-------- Exercise inputs --------
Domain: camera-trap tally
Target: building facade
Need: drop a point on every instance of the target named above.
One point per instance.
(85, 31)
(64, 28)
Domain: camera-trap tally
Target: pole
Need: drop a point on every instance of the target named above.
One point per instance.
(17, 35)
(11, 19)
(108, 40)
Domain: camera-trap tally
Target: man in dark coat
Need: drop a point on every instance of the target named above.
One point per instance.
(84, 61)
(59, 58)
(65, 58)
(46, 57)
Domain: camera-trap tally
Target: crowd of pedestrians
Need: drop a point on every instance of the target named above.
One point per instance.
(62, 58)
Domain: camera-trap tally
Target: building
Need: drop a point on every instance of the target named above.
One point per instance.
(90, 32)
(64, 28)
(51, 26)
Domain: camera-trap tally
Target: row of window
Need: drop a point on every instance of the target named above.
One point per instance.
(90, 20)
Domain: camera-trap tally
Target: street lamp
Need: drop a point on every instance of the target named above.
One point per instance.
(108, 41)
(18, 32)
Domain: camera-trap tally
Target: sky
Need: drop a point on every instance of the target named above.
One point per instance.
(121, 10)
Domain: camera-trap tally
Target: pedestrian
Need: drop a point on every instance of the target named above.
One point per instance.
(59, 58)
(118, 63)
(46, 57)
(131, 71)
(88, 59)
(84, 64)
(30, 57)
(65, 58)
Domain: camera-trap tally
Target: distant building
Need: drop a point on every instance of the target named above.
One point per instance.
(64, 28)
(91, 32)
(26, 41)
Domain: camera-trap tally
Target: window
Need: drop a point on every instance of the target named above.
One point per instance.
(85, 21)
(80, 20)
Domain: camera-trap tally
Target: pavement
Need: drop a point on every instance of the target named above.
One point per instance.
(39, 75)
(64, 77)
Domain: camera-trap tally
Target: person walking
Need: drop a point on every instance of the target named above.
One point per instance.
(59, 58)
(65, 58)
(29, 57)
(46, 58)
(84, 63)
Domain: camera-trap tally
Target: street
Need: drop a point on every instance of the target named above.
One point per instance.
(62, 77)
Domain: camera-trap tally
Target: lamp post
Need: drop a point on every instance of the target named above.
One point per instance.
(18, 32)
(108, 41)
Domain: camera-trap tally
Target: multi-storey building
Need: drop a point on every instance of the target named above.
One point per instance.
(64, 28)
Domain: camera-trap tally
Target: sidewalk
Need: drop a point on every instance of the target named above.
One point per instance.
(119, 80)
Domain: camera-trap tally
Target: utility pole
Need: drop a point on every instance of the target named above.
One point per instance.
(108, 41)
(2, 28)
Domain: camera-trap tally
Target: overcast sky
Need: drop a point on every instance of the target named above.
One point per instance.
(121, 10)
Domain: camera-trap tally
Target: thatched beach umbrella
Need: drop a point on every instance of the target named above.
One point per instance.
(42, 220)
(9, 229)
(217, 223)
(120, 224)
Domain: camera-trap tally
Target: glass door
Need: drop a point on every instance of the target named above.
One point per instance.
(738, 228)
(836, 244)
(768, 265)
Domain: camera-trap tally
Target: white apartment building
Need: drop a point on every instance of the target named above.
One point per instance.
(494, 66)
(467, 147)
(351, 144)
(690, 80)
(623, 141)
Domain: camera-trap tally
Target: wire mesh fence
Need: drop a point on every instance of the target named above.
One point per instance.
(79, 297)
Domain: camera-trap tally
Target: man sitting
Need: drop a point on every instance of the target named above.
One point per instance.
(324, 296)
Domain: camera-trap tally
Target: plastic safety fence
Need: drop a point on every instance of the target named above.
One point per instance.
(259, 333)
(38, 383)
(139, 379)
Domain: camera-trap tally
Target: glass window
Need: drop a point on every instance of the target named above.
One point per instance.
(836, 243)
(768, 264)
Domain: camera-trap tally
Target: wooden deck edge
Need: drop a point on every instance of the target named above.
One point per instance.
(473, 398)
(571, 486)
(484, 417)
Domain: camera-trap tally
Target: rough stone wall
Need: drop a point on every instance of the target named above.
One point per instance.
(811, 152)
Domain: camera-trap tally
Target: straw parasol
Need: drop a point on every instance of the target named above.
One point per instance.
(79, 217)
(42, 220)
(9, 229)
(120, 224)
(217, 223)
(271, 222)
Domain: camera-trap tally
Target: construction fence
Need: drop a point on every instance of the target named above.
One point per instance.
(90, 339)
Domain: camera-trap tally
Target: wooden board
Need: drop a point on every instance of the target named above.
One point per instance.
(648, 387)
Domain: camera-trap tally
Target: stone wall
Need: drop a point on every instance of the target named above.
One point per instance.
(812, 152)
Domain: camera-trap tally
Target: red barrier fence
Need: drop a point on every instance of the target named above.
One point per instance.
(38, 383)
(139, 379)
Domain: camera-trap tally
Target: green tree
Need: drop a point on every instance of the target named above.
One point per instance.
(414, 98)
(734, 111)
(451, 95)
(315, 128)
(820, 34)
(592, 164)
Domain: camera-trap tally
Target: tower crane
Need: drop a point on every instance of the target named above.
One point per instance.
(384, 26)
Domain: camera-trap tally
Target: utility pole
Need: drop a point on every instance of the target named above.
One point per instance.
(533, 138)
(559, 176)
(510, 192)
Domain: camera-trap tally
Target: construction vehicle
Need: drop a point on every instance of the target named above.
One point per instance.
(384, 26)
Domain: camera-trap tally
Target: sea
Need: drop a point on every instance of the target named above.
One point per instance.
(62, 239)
--------
What to produce: Every line of the records above needs to be given again exactly.

Solution for this task:
Domain: camera-trap tally
Target: building facade
Need: drop a point on every instance of the target named above.
One point per instance.
(85, 31)
(64, 28)
Domain: camera-trap tally
Target: pole
Need: drop a point on every instance of the target named above.
One point per instance.
(17, 35)
(11, 19)
(108, 40)
Domain: camera-trap tally
Target: man in dark coat
Need: drop a point on every instance of the target named above.
One point per instance.
(84, 61)
(59, 58)
(65, 58)
(46, 57)
Domain: camera-trap tally
Target: crowd of pedestrians
Need: drop a point on every instance of the target named above.
One point per instance.
(62, 58)
Domain: camera-trap tally
Target: building
Need: drop a point on every instance of the target named above.
One point per instance.
(90, 32)
(64, 28)
(51, 26)
Domain: camera-trap tally
Target: row of window
Need: drop a point on every instance of the target named above.
One point per instance.
(90, 20)
Domain: camera-trap tally
Target: street lamp
Need: drop a point on every instance of the target named above.
One point per instance.
(108, 41)
(18, 32)
Domain: camera-trap tally
Target: sky
Need: drop a point on every instance of the target named above.
One point per instance.
(121, 10)
Domain: camera-trap tally
Target: pedestrian
Need: drop a point on every instance of the target named above.
One point per instance.
(59, 58)
(118, 63)
(46, 57)
(131, 71)
(88, 59)
(84, 64)
(30, 57)
(65, 58)
Domain: camera-trap tally
Target: distant building
Need: drop a point on every instance of the target named above.
One point per instance.
(64, 28)
(91, 32)
(26, 41)
Domain: camera-trap tally
Target: window
Need: drop a point on every instance of the target named above.
One point per instance.
(85, 21)
(80, 20)
Domain: camera-trap tally
Target: pavement
Need: drop a point on every instance of the target named above.
One point per instance.
(39, 75)
(64, 77)
Domain: camera-trap tally
Target: person walking
Need: drop a point on every instance of the target named above.
One point per instance.
(59, 58)
(65, 58)
(29, 57)
(46, 58)
(84, 63)
Domain: camera-trap tally
Target: street
Need: drop a point on every instance of the target named above.
One point per instance.
(62, 77)
Domain: camera-trap tally
Target: lamp post
Need: drop a point on every instance of the target named above.
One point per instance.
(18, 32)
(108, 41)
Domain: camera-trap tally
Target: multi-storey building
Need: drop a point on every instance of the target named above.
One point per instance.
(64, 28)
Domain: camera-trap tally
Target: sidewalk
Need: drop a point on every instance of the target named above.
One point per instance.
(119, 80)
Domain: camera-trap tally
Target: utility pole
Need: drop a point on every instance of the target named above.
One point per instance.
(108, 41)
(2, 28)
Domain: camera-trap tally
Target: overcast sky
Need: drop a point on every instance of the target named above.
One point per instance.
(121, 10)
Domain: camera-trap tally
Target: thatched beach umbrella
Need: drop a point on every instance of the target named above.
One point per instance.
(42, 220)
(9, 229)
(217, 223)
(120, 224)
Domain: camera-trap tally
Target: glass door
Need: drop a point on every instance of the target named above.
One point per instance.
(738, 228)
(836, 244)
(768, 265)
Domain: camera-trap tally
Target: white apartment building
Need: drop a point on every instance of the target named above.
One point per instance.
(494, 66)
(467, 147)
(351, 144)
(690, 80)
(623, 141)
Domain: camera-trap tally
Target: wire mesh fence
Need: drop a point on every instance of the target named above.
One point per instance.
(79, 297)
Domain: camera-trap tally
Target: man sitting
Need: drop a point on every instance of the target named above.
One point per instance.
(324, 296)
Domain: camera-trap tally
Target: plastic safety fence
Need: drop a point on every instance of the target named above.
One point per instance.
(259, 333)
(38, 383)
(139, 379)
Domain: camera-trap tally
Target: glass window
Need: drop a point on every instance of the target named above.
One point per instance.
(836, 243)
(768, 264)
Domain: camera-trap tally
Target: wooden deck edge
Need: drop a point on every instance of the target named above.
One point per instance.
(473, 398)
(571, 486)
(484, 417)
Domain: camera-trap tally
Target: rough stone wall
Need: drop a point on every instance of the target named above.
One point per instance.
(811, 152)
Domain: camera-trap tally
Target: straw parasol
Need: drop a point on every instance of the target named above.
One point per instance.
(79, 217)
(42, 220)
(9, 229)
(120, 224)
(217, 223)
(271, 222)
Domain: camera-trap tally
Target: construction fence
Need: drop a point on every instance of the target named above.
One point per instance.
(90, 339)
Domain: camera-trap tally
Target: wooden board
Need: drop a point on every instance of the target named above.
One point per instance.
(648, 387)
Domain: camera-trap tally
Target: stone wall
Need: drop a point on every instance of the target named above.
One point per instance.
(812, 152)
Domain: camera-trap tally
Target: red barrier fence
Need: drop a point on every instance of the target named above.
One point per instance.
(38, 383)
(139, 379)
Domain: camera-trap tally
Target: green tree
Need: drop a point on every instance of the target named above.
One point per instance.
(414, 98)
(734, 111)
(451, 95)
(315, 128)
(820, 34)
(592, 164)
Domain: camera-trap tally
Target: tower crane
Need: drop a point on every instance of the target named above.
One point per instance.
(384, 26)
Domain: camera-trap tally
Target: utility pole
Need: drop a point on every instance of the target named above.
One point per instance.
(533, 138)
(559, 176)
(510, 192)
Domain: camera-trap tally
Target: construction vehicle
Need: drop a point on every instance of the target named above.
One point per instance.
(384, 26)
Domain: camera-trap tally
Target: sea
Need: drop a point on every instance of the target named above.
One point per instance.
(62, 239)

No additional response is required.